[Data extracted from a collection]
--- --- ---
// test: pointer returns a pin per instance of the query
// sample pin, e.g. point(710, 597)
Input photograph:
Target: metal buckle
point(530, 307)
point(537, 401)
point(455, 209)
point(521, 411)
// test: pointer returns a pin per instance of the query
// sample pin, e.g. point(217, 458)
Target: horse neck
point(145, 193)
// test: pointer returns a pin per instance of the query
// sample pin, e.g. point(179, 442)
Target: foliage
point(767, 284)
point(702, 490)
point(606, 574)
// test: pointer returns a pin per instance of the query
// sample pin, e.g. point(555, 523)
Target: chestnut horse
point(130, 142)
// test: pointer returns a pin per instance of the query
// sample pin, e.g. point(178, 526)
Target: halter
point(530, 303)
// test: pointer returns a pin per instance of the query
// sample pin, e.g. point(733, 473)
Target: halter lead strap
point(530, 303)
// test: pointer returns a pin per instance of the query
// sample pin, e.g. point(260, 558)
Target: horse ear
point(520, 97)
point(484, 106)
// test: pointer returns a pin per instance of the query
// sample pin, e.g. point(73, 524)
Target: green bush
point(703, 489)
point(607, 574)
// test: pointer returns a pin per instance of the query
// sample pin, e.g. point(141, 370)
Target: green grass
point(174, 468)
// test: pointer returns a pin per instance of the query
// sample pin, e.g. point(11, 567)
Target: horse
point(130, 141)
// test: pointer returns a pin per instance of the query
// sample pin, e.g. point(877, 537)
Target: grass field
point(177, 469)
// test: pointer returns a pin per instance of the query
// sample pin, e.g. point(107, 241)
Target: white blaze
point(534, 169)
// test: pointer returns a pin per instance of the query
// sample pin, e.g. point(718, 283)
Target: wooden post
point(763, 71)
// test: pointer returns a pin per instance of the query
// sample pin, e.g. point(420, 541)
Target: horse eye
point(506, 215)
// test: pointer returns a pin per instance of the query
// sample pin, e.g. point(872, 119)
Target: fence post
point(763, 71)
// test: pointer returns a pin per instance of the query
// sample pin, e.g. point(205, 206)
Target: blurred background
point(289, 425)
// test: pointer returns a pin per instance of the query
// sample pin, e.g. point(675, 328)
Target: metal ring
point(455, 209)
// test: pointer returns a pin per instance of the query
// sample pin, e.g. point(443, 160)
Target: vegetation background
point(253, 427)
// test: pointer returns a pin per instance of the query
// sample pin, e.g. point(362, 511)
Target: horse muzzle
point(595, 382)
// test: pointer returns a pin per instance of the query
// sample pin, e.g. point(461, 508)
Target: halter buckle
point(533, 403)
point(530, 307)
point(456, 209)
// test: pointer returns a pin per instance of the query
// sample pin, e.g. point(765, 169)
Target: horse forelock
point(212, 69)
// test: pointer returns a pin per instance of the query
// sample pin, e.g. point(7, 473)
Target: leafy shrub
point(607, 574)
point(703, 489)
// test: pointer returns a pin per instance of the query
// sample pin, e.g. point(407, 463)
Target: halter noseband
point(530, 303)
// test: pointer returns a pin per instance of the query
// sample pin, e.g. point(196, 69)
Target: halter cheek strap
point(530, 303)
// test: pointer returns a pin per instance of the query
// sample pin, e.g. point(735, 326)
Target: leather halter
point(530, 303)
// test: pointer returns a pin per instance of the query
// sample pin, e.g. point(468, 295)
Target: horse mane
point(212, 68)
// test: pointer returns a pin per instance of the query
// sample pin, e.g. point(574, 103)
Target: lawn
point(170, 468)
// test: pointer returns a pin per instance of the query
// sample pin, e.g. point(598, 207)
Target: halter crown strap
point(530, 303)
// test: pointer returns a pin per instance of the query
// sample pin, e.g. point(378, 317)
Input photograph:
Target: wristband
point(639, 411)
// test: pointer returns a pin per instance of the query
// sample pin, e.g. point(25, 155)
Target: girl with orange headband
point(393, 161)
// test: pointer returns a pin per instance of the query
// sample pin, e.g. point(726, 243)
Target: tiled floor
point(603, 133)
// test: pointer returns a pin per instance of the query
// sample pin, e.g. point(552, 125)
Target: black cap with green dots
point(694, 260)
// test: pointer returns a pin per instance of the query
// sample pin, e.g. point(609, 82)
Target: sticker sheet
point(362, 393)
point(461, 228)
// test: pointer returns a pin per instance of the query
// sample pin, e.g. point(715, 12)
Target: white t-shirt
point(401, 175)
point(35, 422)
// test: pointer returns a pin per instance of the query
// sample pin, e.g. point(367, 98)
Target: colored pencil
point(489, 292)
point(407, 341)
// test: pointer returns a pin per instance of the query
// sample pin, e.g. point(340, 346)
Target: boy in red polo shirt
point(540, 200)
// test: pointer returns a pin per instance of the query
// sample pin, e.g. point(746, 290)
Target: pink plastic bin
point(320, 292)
--- --- ---
Retype each record exactly, leaving nothing out.

Completed task
// test: pointer returns a pin per instance of the query
// sample pin, e.g. point(710, 597)
Input photograph:
Target: metal buckle
point(530, 307)
point(537, 401)
point(455, 209)
point(521, 411)
// test: pointer returns a pin per instance of the query
// sample pin, e.g. point(217, 458)
Target: horse neck
point(145, 193)
// test: pointer returns a pin per instance of the query
// sample pin, e.g. point(179, 442)
Target: foliage
point(767, 284)
point(702, 490)
point(606, 574)
// test: pointer returns a pin per instance of the query
// sample pin, e.g. point(555, 523)
Target: chestnut horse
point(130, 142)
// test: pointer returns a pin per instance of the query
// sample pin, e.g. point(178, 526)
Target: halter
point(530, 303)
// test: pointer returns a pin per instance of the query
// sample pin, e.g. point(733, 473)
Target: halter lead strap
point(530, 303)
// test: pointer returns a pin per instance of the query
// sample pin, e.g. point(260, 558)
Target: horse ear
point(520, 97)
point(484, 106)
// test: pointer returns a pin per instance of the query
// sample pin, e.g. point(73, 524)
Target: green bush
point(703, 489)
point(607, 574)
// test: pointer returns a pin per instance of the query
// sample pin, e.g. point(141, 370)
Target: green grass
point(174, 468)
// test: pointer returns a pin per instance of the query
// sample pin, e.g. point(11, 567)
Target: horse
point(130, 141)
// test: pointer returns a pin per instance of the query
// sample pin, e.g. point(877, 537)
Target: grass field
point(177, 469)
// test: pointer returns a pin per instance of the query
// sample pin, e.g. point(107, 241)
Target: white blaze
point(534, 169)
// test: pointer returns a pin per instance of the query
// sample pin, e.g. point(718, 283)
Target: wooden post
point(763, 71)
// test: pointer returns a pin per instance of the query
// sample pin, e.g. point(420, 541)
Target: horse eye
point(506, 215)
// test: pointer returns a pin per instance of the query
// sample pin, e.g. point(872, 119)
Target: fence post
point(763, 71)
// test: pointer returns a pin per instance of the query
// sample pin, e.g. point(205, 206)
Target: blurred background
point(289, 425)
// test: pointer returns a pin per instance of the query
// sample pin, e.g. point(675, 328)
Target: metal ring
point(455, 209)
// test: pointer returns a pin per instance of the query
// sample pin, e.g. point(443, 160)
Target: vegetation background
point(253, 427)
// test: pointer returns a pin per instance of the query
// sample pin, e.g. point(362, 511)
Target: horse muzzle
point(595, 382)
// test: pointer returns a pin per instance of the query
// sample pin, e.g. point(461, 508)
Target: halter buckle
point(533, 403)
point(530, 307)
point(456, 209)
// test: pointer returns a pin per instance of the query
// sample pin, e.g. point(765, 169)
Target: horse forelock
point(212, 69)
// test: pointer returns a pin per instance of the query
// sample pin, e.g. point(7, 473)
Target: leafy shrub
point(607, 574)
point(703, 489)
// test: pointer returns a pin per instance of the query
// sample pin, e.g. point(407, 463)
Target: halter noseband
point(530, 303)
// test: pointer returns a pin per instance of the query
// sample pin, e.g. point(196, 69)
Target: halter cheek strap
point(530, 303)
// test: pointer returns a pin per instance of the query
// sample pin, e.g. point(735, 326)
Target: leather halter
point(530, 303)
// test: pointer returns a pin per instance of the query
// sample pin, e.g. point(468, 295)
Target: horse mane
point(212, 68)
// test: pointer returns a pin per instance of the query
// sample pin, e.g. point(574, 103)
Target: lawn
point(170, 468)
// test: pointer returns a pin per instance of the query
// sample pin, e.g. point(598, 207)
Target: halter crown strap
point(530, 303)
// test: pointer returns a pin per instance of the query
// sample pin, e.g. point(378, 317)
Input photograph:
Target: wristband
point(639, 411)
// test: pointer returns a pin per instance of the query
// sample pin, e.g. point(25, 155)
Target: girl with orange headband
point(393, 161)
// test: pointer returns a pin per instance of the query
// sample pin, e.g. point(726, 243)
Target: tiled floor
point(603, 133)
// test: pointer returns a pin per instance of the query
// sample pin, e.g. point(552, 125)
Target: black cap with green dots
point(694, 260)
// test: pointer returns a pin per instance of the query
// sample pin, e.g. point(609, 82)
Target: sticker sheet
point(362, 393)
point(461, 228)
// test: pointer returns a pin per instance of the query
// sample pin, e.g. point(715, 12)
Target: white t-shirt
point(401, 175)
point(35, 422)
// test: pointer returns a pin per instance of the query
// sample pin, e.g. point(367, 98)
Target: colored pencil
point(489, 292)
point(407, 341)
// test: pointer returns a pin per instance of the query
// sample pin, e.g. point(340, 346)
Target: boy in red polo shirt
point(540, 200)
// test: pointer returns a pin per instance of the query
// sample pin, e.g. point(746, 290)
Target: pink plastic bin
point(320, 292)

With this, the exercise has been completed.